**Problem**
Extract every line of the material below and reproduce it without any change.

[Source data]
◇ ◇ ◇ ◇ ◇ ◇ ◇

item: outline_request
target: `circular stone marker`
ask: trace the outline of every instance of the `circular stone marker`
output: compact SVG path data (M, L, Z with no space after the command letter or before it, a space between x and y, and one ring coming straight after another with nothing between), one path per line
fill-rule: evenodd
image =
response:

◇ ◇ ◇ ◇ ◇ ◇ ◇

**Answer to this task**
item: outline_request
target: `circular stone marker`
ask: trace the outline of every instance of the `circular stone marker`
output: compact SVG path data (M, L, Z with no space after the command letter or before it, a space between x and y, and one ring coming straight after another with nothing between), one path per line
fill-rule: evenodd
image =
response:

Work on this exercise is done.